Supplied information:
------------------------------------------------------------------------
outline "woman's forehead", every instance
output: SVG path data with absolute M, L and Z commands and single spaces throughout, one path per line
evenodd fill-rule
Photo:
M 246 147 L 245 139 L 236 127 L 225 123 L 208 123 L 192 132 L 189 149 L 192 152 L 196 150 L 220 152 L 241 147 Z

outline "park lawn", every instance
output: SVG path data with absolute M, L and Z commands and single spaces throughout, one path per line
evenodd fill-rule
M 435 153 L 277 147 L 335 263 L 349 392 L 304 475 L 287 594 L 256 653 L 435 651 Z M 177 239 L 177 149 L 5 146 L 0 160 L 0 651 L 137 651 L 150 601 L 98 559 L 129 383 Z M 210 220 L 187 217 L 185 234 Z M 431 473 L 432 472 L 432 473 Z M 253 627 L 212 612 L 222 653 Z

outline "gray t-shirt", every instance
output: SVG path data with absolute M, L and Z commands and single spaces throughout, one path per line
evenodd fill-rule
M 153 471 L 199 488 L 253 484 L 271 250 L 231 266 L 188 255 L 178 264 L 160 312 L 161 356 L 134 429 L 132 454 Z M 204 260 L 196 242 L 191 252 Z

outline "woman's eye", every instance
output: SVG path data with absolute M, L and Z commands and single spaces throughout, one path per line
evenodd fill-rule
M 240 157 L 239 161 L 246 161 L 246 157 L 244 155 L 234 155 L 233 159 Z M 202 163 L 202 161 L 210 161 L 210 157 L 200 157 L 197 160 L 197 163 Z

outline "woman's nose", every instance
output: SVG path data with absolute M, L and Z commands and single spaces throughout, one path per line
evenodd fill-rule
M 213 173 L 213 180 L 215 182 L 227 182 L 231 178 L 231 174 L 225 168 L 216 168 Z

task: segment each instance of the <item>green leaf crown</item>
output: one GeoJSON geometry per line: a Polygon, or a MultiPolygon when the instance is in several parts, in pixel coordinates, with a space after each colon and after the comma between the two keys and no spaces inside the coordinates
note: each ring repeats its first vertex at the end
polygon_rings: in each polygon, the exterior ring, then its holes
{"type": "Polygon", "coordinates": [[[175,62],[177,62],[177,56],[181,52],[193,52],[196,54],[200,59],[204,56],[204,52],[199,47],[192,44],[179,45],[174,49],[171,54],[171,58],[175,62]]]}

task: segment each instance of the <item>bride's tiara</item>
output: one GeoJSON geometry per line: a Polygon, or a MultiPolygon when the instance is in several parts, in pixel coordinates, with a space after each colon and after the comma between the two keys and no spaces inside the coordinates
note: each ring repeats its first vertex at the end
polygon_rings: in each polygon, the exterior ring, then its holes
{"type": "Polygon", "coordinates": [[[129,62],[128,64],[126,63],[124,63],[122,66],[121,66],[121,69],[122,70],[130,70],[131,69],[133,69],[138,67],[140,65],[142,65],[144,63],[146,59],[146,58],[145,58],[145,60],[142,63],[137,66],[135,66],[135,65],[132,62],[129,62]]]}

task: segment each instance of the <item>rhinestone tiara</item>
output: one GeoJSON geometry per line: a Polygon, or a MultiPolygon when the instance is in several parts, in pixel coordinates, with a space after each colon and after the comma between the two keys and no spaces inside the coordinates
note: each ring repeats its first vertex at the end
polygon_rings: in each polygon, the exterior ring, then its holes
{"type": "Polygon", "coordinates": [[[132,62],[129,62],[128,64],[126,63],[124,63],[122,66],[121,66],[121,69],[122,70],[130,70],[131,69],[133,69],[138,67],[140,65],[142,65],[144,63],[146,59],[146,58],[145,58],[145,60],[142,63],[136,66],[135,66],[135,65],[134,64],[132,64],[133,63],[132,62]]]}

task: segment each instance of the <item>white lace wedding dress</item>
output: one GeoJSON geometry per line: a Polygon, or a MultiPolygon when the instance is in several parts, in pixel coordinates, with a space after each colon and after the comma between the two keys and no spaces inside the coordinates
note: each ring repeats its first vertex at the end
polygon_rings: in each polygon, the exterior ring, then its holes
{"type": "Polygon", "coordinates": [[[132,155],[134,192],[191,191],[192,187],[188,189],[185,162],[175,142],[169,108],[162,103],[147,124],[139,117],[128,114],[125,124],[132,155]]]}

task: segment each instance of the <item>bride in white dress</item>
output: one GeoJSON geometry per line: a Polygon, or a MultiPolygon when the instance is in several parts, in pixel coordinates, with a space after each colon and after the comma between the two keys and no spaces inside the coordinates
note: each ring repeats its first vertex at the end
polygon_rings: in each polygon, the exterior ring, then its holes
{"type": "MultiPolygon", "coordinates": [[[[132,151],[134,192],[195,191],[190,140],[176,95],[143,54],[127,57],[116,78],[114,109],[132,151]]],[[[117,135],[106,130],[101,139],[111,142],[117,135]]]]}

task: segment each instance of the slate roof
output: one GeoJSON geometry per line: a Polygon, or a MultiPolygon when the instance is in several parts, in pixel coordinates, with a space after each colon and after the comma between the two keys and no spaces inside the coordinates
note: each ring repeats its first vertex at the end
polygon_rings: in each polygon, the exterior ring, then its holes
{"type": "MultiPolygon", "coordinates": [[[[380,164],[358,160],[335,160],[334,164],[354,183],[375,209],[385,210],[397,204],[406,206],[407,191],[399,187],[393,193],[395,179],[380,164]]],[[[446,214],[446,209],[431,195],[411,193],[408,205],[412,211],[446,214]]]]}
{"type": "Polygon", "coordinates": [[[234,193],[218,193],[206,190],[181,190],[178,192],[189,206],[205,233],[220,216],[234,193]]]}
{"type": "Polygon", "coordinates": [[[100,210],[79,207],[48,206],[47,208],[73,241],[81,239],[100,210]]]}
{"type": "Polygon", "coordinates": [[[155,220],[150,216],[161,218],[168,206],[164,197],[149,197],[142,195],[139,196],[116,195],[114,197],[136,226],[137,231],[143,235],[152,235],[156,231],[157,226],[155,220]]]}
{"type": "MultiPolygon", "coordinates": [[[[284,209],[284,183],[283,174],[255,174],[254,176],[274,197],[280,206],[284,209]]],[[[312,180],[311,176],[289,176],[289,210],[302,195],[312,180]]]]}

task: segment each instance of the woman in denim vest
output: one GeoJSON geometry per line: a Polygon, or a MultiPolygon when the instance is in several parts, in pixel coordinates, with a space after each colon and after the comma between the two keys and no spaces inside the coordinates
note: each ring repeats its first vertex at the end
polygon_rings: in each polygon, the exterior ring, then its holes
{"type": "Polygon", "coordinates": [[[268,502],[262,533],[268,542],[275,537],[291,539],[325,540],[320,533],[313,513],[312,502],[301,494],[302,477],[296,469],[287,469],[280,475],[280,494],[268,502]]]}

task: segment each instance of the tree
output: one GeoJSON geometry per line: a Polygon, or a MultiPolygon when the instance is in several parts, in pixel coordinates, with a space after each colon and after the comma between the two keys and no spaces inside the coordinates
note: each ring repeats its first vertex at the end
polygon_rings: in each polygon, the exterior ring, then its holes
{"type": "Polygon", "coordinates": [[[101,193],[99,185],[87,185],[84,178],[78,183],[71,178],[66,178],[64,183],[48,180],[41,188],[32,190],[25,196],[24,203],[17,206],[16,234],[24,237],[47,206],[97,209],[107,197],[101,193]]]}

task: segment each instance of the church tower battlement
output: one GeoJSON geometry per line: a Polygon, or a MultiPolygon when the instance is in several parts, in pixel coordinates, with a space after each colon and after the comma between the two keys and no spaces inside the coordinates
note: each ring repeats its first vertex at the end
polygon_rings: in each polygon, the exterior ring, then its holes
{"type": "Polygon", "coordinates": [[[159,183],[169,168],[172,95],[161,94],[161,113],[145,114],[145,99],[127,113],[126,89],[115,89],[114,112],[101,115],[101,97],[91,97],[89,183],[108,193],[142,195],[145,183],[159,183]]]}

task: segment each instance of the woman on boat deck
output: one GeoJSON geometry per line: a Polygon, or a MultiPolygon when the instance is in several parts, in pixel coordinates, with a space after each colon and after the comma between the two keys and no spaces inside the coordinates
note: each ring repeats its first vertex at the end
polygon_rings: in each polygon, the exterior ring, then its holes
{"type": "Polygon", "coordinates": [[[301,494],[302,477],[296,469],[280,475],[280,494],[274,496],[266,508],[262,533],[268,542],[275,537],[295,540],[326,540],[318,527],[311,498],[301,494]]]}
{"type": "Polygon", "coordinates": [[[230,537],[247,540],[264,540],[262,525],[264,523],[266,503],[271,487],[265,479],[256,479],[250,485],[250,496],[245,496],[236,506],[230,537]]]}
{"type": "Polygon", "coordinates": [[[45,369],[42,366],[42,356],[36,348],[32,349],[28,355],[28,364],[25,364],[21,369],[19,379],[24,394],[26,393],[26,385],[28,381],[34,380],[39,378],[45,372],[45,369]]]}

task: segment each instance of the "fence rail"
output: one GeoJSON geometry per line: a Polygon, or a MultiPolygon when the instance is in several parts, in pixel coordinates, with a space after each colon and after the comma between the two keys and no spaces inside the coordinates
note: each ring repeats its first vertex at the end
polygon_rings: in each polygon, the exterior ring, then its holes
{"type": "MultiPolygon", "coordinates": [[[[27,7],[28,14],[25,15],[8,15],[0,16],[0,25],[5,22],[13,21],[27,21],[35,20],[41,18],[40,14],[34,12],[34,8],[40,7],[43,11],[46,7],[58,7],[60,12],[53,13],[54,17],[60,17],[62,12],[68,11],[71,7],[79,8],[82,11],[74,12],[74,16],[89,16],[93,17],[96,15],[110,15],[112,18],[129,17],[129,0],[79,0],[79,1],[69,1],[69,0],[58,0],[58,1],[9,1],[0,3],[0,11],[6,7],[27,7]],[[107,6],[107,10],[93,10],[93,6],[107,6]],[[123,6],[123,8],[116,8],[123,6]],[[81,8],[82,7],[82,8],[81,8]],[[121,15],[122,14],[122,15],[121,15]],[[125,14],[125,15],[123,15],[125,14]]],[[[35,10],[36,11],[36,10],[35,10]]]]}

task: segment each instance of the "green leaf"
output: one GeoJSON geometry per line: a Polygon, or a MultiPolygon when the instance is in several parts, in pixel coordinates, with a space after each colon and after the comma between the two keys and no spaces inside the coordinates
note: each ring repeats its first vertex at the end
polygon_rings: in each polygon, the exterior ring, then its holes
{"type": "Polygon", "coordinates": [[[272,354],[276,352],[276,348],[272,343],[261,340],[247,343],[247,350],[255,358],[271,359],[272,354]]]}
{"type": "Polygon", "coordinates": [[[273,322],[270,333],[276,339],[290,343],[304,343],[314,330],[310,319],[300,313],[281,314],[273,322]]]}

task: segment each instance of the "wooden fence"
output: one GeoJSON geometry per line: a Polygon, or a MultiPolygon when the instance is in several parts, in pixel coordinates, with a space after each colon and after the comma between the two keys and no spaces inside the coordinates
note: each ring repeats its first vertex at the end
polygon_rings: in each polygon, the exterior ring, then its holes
------------------------------------------------------------------------
Extract every line of the records that contains the word "fence". Case counts.

Task response:
task: segment each instance of the "fence rail"
task: segment each instance of the "wooden fence"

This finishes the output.